= To do =
In the listing, rewrite everything from "target | shoelace" down to "x=176 y=291", replacing "cap brim" with "hat visor" and leaving the rest unchanged.

= Materials provided =
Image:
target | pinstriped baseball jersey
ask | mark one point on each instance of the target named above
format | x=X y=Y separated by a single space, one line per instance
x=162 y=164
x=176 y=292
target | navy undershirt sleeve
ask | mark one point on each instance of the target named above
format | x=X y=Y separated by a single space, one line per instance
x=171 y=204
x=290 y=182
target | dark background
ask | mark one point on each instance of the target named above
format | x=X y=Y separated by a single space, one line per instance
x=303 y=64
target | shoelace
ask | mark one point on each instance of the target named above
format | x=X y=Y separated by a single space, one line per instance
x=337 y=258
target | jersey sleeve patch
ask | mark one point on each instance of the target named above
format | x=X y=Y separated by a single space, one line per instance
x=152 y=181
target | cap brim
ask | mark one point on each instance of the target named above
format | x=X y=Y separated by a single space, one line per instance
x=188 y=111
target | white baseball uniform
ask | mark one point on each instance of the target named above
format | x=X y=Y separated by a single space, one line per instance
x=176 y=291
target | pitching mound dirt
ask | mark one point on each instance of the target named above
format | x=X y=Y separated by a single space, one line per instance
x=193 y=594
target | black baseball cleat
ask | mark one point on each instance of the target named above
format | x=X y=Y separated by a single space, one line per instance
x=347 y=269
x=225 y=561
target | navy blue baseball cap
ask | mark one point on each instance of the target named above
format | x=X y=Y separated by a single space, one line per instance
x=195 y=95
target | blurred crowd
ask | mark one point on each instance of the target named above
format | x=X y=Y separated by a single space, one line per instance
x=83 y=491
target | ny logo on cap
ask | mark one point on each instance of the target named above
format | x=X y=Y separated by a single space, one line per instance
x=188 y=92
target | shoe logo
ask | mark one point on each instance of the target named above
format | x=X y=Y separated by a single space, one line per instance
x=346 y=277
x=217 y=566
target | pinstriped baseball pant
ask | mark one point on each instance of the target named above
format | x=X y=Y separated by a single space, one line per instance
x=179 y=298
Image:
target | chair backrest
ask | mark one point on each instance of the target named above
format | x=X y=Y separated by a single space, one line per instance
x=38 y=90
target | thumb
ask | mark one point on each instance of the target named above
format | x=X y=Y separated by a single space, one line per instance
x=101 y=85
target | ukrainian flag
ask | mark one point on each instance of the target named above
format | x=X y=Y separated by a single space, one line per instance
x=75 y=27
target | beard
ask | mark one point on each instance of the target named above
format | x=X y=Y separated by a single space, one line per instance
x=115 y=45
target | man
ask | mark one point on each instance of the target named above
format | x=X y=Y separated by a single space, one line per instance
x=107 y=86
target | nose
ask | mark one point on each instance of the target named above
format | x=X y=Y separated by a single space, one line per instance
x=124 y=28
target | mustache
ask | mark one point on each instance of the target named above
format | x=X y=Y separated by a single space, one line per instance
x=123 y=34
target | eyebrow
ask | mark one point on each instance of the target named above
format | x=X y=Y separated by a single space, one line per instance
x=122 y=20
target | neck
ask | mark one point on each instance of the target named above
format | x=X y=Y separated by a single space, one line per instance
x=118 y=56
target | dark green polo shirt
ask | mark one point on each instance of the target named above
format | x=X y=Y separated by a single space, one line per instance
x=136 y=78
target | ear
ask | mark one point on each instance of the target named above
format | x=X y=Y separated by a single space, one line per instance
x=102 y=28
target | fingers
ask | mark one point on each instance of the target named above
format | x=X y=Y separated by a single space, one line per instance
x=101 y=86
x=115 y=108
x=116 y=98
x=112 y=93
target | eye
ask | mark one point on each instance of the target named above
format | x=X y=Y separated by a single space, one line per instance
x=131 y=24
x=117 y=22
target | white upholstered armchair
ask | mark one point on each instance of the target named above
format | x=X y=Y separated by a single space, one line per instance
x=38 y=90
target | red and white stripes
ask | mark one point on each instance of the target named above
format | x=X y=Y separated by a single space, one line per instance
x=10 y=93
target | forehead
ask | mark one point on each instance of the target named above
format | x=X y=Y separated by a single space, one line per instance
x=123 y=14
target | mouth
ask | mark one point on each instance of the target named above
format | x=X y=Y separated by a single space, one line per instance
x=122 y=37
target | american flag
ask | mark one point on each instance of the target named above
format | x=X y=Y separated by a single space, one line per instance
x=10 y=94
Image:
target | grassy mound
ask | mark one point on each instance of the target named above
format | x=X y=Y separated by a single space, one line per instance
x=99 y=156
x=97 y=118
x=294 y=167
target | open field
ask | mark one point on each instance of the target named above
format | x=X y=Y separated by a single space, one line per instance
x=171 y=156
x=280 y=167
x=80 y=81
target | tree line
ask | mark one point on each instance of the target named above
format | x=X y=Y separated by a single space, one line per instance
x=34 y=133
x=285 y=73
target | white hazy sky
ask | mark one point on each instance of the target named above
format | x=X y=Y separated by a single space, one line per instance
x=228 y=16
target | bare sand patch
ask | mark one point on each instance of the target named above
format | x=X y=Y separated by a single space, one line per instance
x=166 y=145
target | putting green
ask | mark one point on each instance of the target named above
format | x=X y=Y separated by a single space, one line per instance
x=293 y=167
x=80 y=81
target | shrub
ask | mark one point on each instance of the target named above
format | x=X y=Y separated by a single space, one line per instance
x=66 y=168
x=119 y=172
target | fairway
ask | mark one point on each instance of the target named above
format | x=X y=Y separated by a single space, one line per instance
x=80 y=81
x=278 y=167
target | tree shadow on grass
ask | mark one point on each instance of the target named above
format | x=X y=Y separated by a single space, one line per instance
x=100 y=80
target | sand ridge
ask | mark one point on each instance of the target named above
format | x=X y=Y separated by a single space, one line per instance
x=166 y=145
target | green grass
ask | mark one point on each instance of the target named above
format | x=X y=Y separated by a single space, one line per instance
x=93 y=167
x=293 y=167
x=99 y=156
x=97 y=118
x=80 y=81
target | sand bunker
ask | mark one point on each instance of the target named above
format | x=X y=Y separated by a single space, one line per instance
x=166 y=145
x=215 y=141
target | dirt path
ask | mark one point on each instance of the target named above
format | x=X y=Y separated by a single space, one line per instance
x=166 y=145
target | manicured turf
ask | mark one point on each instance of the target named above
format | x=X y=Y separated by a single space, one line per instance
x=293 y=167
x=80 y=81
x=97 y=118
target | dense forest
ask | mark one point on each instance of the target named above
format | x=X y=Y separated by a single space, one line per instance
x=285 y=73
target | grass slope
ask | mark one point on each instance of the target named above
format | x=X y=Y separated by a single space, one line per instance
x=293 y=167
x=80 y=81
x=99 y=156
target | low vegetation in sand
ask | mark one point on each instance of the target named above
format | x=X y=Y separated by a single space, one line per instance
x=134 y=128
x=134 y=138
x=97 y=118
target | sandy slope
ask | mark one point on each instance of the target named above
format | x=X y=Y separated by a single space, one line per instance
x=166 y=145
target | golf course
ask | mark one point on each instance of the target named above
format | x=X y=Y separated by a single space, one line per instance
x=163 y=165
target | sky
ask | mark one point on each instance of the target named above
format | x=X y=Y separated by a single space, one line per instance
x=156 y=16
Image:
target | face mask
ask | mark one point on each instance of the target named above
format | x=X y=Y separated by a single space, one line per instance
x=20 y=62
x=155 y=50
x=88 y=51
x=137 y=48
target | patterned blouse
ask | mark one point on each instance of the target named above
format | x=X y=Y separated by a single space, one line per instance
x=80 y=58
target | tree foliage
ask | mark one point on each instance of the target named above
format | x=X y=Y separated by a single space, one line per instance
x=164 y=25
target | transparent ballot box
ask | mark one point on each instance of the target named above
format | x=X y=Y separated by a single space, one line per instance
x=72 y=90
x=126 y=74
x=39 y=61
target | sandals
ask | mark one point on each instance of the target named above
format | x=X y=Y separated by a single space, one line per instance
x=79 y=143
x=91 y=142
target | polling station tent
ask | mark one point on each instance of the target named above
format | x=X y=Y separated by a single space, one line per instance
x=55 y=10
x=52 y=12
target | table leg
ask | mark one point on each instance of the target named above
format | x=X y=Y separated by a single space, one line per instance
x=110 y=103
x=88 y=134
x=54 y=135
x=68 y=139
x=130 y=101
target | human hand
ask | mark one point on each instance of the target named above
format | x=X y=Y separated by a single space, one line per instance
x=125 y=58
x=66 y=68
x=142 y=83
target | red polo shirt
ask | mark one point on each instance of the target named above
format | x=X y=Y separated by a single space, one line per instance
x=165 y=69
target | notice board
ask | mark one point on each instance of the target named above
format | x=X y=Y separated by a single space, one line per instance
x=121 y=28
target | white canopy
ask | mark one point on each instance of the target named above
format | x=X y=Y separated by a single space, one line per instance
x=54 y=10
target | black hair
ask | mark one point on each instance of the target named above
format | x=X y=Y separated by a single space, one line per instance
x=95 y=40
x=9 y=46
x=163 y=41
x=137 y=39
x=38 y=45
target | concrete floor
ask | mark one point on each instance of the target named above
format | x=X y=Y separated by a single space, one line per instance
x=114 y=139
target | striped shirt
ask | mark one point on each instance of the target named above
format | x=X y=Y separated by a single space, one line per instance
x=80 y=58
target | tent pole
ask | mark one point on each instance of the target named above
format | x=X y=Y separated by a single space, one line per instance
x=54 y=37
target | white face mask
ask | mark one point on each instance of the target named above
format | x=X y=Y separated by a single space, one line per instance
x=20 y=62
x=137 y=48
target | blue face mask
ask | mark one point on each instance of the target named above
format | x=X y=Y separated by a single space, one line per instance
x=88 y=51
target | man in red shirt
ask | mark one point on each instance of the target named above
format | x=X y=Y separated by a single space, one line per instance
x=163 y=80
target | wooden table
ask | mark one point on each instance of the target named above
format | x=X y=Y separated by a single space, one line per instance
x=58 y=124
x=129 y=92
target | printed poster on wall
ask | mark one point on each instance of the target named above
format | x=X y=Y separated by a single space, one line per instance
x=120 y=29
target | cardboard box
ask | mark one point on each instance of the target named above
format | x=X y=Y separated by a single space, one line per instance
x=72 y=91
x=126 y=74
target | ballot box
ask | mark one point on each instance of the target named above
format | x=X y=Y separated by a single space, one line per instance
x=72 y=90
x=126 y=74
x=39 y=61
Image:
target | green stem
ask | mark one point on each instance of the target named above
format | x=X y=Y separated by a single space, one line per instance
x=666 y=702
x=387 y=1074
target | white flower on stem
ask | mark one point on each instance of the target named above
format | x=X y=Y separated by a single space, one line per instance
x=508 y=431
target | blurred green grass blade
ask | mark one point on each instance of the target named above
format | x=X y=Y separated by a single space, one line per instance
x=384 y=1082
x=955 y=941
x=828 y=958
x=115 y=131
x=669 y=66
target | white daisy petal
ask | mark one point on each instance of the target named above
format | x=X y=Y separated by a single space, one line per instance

= Complete answer =
target | shoelace
ask | mark one point on each instance of the target named above
format | x=X y=Y separated by a single space, one line per instance
x=337 y=258
target | jersey sleeve patch
ask | mark one point on each instance of the target named above
format | x=X y=Y separated by a single space, one line per instance
x=152 y=181
target | hat visor
ask | mark one point on each instance of the target named above
format | x=X y=Y separated by a single space, one line per instance
x=188 y=111
target | white baseball uniform
ask | mark one point on each instance of the target named above
format | x=X y=Y separated by a single space, one line per instance
x=176 y=291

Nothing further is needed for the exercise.